■ Given entries:
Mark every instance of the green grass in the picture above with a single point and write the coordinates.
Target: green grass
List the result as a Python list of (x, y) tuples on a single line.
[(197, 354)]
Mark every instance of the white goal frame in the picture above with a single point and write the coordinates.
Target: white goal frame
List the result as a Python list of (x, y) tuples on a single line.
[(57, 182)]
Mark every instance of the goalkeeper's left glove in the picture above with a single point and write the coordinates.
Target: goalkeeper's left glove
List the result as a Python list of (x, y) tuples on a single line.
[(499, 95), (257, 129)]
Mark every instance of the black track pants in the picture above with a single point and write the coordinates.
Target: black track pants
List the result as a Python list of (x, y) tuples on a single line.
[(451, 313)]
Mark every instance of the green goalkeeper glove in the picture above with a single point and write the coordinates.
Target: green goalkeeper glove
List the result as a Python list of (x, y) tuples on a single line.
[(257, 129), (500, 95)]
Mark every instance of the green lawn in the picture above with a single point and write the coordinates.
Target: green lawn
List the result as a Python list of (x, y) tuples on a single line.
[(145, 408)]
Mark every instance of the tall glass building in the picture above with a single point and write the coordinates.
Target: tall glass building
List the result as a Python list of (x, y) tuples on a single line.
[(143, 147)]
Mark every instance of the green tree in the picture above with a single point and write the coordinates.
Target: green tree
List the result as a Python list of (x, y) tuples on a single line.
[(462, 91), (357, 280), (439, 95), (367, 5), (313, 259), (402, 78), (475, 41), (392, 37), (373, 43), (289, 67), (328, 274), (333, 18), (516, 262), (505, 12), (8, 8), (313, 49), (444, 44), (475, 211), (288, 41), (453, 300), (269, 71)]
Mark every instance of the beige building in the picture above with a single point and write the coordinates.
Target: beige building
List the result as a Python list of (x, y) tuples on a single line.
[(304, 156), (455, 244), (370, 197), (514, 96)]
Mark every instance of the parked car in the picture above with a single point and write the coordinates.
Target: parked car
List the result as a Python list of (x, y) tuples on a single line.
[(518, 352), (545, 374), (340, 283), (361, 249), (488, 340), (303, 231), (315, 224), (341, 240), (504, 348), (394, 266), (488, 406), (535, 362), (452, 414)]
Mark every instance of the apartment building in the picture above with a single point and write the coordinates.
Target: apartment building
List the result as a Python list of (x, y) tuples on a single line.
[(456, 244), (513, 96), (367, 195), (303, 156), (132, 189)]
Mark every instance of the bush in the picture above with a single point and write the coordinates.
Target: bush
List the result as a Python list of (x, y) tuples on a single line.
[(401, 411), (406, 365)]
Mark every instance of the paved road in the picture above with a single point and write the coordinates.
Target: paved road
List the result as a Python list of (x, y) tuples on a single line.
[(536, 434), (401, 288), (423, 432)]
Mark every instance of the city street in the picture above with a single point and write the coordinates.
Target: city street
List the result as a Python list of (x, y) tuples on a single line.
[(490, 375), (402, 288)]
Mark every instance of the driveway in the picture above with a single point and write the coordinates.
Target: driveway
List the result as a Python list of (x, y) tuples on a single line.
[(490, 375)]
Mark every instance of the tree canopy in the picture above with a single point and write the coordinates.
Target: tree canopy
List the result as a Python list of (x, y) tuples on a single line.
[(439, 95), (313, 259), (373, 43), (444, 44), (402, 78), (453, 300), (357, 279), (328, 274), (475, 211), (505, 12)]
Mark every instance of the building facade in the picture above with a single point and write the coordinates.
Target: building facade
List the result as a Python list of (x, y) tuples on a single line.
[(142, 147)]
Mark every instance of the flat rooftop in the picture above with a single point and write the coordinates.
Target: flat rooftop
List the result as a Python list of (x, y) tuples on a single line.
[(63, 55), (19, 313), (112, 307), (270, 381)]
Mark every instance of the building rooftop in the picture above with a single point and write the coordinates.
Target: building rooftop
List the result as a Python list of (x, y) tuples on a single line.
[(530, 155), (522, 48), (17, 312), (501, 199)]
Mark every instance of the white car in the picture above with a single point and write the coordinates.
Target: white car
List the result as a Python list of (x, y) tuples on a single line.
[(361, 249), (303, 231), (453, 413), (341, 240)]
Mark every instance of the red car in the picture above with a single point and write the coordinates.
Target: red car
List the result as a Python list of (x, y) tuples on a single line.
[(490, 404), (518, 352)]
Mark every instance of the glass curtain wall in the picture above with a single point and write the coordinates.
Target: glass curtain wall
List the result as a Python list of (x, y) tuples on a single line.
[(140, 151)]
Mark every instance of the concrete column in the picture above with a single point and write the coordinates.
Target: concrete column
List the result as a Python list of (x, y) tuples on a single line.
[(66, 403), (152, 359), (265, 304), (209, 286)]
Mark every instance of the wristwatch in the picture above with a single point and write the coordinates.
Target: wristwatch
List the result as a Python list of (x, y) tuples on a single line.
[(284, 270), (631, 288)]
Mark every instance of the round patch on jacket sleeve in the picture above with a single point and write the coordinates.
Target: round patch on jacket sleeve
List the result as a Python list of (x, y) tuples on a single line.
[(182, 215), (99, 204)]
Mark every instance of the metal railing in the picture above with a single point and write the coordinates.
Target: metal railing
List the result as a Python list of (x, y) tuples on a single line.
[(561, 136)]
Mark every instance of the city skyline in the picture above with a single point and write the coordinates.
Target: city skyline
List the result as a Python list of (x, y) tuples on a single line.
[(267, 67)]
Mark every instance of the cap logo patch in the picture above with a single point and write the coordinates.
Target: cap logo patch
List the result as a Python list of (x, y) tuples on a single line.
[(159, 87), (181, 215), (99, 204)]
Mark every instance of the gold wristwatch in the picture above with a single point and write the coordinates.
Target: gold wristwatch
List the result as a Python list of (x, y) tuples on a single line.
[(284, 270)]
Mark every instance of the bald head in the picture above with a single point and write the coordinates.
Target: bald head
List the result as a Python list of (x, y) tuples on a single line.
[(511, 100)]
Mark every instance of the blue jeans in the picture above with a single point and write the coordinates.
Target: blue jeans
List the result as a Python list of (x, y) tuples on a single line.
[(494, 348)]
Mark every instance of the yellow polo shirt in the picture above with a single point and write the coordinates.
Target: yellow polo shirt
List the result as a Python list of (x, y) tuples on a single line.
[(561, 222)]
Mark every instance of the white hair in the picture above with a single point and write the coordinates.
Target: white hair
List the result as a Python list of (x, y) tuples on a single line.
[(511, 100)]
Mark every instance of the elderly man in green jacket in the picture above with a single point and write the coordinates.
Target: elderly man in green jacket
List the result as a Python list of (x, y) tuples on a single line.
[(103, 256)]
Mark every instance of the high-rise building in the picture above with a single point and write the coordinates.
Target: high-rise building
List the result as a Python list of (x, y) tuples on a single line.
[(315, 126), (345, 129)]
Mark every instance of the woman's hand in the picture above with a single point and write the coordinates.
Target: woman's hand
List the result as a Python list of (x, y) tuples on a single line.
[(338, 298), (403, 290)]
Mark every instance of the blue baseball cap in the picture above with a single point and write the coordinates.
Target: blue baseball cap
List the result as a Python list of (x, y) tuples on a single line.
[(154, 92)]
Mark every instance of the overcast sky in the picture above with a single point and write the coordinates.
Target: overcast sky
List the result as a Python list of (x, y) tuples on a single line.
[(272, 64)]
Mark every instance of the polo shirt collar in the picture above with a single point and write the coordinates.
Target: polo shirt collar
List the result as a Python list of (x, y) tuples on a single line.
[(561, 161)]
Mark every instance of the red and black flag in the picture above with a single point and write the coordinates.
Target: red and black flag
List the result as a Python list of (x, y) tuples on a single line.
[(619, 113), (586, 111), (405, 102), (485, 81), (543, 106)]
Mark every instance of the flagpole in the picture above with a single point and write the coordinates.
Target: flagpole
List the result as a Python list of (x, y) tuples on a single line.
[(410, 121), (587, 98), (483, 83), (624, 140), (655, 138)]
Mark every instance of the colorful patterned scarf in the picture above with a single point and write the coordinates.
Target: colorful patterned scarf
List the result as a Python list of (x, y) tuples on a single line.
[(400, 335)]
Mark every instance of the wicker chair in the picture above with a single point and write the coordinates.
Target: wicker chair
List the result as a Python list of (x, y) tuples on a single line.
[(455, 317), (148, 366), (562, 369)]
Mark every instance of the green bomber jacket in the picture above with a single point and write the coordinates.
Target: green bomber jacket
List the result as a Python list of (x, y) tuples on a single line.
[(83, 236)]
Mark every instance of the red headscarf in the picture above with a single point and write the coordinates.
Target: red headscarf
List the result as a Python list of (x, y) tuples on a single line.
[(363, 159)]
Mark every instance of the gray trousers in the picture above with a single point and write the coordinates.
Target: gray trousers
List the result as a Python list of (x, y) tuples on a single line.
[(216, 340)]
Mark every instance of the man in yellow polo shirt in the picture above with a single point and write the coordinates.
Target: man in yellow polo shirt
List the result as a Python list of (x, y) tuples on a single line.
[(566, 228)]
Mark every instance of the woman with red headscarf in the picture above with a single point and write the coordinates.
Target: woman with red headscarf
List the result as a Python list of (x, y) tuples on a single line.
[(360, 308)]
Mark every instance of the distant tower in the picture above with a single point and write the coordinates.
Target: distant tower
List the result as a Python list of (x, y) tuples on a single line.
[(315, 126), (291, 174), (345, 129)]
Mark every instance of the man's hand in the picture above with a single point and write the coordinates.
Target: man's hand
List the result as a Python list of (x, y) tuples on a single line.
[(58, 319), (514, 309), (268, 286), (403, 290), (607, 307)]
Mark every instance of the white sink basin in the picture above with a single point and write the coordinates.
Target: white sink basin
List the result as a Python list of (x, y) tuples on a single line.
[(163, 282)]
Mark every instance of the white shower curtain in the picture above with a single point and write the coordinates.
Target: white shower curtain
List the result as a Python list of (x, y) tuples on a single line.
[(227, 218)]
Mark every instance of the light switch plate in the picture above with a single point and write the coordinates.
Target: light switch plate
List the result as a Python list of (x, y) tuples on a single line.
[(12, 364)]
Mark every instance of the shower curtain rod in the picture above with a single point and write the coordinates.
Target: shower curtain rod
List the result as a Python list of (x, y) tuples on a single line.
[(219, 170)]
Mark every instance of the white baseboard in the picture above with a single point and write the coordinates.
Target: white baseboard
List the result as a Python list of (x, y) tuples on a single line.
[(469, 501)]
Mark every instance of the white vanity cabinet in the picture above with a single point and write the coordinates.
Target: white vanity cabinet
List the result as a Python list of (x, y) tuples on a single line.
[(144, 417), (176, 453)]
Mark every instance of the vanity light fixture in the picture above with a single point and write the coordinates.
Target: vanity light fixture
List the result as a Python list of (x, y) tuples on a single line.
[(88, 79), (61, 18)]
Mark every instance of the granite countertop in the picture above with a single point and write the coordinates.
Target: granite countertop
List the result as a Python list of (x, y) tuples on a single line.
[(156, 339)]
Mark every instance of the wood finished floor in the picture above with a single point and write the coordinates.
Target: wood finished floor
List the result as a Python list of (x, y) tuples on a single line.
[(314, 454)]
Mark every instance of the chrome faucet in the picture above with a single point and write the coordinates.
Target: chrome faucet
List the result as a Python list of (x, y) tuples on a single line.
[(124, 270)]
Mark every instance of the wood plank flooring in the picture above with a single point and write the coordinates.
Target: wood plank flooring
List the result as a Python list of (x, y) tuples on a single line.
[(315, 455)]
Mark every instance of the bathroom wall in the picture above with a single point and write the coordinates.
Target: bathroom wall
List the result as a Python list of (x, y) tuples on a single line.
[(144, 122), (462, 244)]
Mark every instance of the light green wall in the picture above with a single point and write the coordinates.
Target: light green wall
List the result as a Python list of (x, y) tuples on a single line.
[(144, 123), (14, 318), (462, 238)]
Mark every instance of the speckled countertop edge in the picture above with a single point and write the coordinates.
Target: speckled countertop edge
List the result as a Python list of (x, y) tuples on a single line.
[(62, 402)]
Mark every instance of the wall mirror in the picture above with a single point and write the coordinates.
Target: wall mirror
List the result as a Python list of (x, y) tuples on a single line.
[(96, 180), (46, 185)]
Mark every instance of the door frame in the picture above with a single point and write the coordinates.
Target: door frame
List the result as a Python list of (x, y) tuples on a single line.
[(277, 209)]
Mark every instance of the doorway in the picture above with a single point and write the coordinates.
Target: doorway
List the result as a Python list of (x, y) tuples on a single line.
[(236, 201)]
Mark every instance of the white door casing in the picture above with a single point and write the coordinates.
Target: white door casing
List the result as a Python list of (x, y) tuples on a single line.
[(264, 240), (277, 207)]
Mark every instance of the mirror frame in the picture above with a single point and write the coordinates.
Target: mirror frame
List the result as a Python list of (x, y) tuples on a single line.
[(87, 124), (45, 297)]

■ Task goal:
Put the part of the rows above that opens with the line containing "Mark every instance of the overcast" and closes with the line containing "[(363, 159)]", both of those lines included, into a numbered list with any blank lines left out.

■ Task solution:
1. Mark every instance of the overcast sky in the picture above with a single point and write the coordinates.
2. Target: overcast sky
3. List the result as a Python list of (x, y) tuples on a single line.
4. [(272, 64)]
5. Mark every instance of the polo shirt collar in the picture above with a single point and write the coordinates.
6. Target: polo shirt collar
7. List the result as a Python list of (x, y) tuples on a single line.
8. [(561, 161)]
9. Mark every instance of the red and black flag in the picture above with a single point and write the coordinates.
10. Target: red and black flag
11. List the result as a Python list of (x, y) tuples on a single line.
12. [(619, 113), (586, 111), (405, 102), (485, 81), (543, 106)]
13. Mark every instance of the flagpole in the picture above with a single point and write the coordinates.
14. Target: flagpole
15. List the result as a Python list of (x, y) tuples on a single line.
16. [(410, 121), (587, 98), (483, 83), (624, 140), (655, 138)]
17. Mark every instance of the colorful patterned scarf in the picture above with a single point and write the coordinates.
18. Target: colorful patterned scarf
19. List the result as a Python list of (x, y) tuples on a single line.
20. [(400, 335)]
21. Mark every instance of the wicker chair in the picture above with a single point and write the coordinates.
22. Target: wicker chair
23. List the result as a Python list of (x, y) tuples on a single line.
24. [(455, 317), (148, 366), (562, 369)]
25. Mark every instance of the green bomber jacket in the picture above with a single point and write the coordinates.
26. Target: green bomber jacket
27. List the result as a Python list of (x, y) tuples on a single line.
28. [(83, 236)]
29. Mark every instance of the red headscarf in the picture above with a single point and write the coordinates.
30. Target: red headscarf
31. List the result as a Python list of (x, y) tuples on a single line.
32. [(363, 159)]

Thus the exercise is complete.